Job
From the items below, copy out verbatim only the lines from the one containing "Exercise. Identify the beige" through the one containing "(1175, 569)", including both end lines.

# Data records start

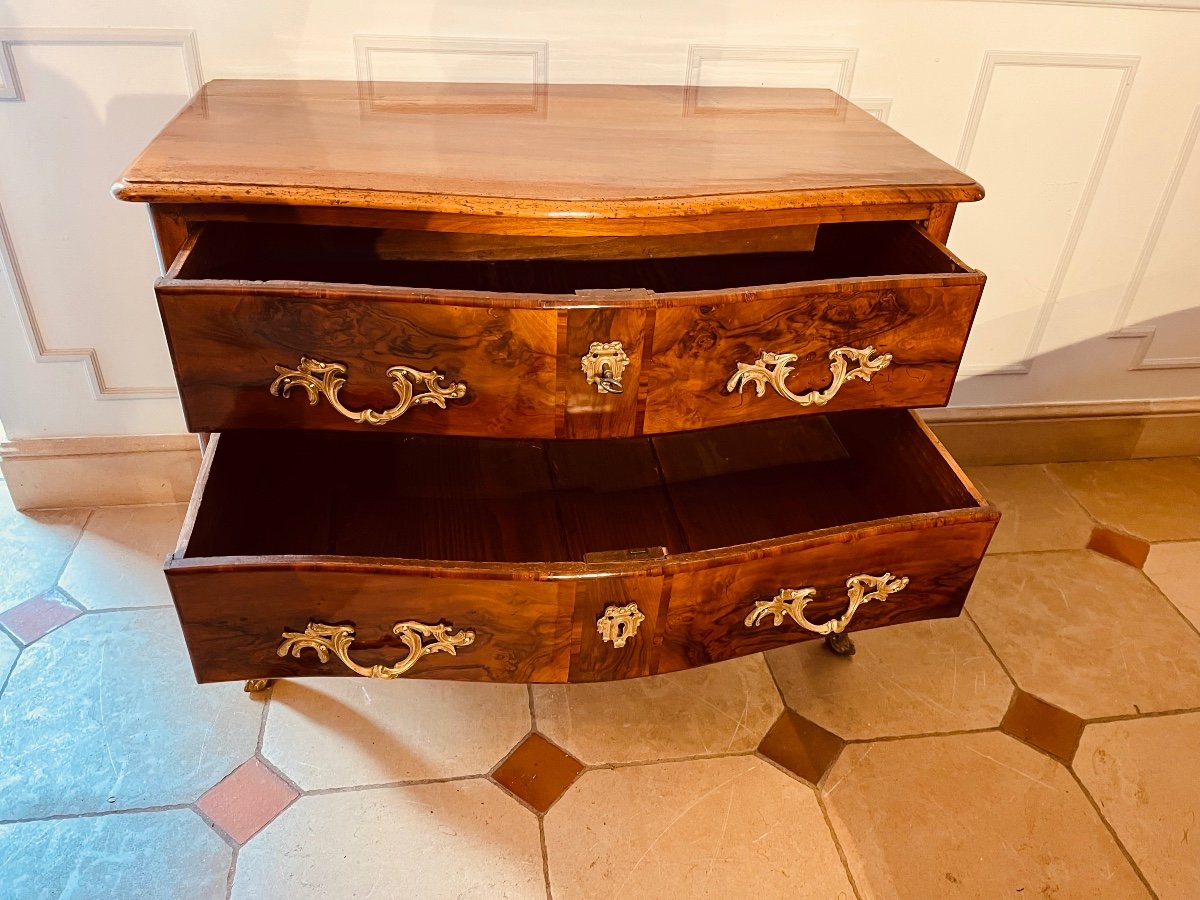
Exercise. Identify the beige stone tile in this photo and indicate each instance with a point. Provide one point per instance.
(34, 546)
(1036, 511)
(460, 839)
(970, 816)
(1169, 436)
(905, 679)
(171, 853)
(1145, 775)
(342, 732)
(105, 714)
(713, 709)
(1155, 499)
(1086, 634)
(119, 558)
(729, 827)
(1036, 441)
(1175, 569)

# Data records end
# Data records start

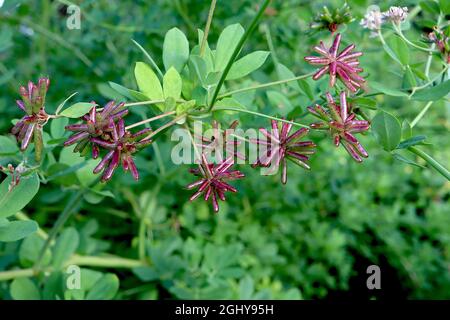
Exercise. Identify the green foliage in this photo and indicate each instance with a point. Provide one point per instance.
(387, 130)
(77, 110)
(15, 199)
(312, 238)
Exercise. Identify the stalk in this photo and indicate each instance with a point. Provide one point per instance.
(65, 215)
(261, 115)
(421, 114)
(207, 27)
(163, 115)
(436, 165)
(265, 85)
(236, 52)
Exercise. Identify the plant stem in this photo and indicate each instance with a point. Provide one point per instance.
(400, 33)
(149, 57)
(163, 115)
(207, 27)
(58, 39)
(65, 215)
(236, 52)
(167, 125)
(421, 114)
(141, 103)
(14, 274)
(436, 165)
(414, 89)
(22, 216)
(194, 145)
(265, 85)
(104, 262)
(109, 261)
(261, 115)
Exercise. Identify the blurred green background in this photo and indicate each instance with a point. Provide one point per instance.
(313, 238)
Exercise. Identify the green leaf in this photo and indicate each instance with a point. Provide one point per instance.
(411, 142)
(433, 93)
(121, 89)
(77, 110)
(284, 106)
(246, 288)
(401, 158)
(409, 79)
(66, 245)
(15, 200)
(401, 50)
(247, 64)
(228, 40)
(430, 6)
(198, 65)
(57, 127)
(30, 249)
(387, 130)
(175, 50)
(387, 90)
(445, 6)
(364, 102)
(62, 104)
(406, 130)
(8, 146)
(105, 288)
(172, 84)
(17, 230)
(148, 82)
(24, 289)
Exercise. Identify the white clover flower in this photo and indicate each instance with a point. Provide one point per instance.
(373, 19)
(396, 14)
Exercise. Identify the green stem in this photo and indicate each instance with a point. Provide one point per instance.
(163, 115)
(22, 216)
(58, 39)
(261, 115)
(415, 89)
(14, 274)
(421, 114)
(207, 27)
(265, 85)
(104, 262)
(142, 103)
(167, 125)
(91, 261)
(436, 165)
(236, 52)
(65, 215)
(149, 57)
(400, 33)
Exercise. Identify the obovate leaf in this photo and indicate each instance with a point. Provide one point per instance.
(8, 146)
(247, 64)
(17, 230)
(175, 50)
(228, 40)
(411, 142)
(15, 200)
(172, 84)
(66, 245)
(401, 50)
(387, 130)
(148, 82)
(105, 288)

# Data records end

Completed exercise
Exercise. Identify the beige stone tile in this photo and indicate each instance with a point. Provide one point per instance.
(34, 546)
(1036, 511)
(460, 839)
(970, 816)
(1169, 436)
(905, 679)
(171, 853)
(1145, 775)
(342, 732)
(105, 714)
(713, 709)
(1155, 499)
(1086, 634)
(119, 558)
(729, 827)
(1036, 441)
(1175, 569)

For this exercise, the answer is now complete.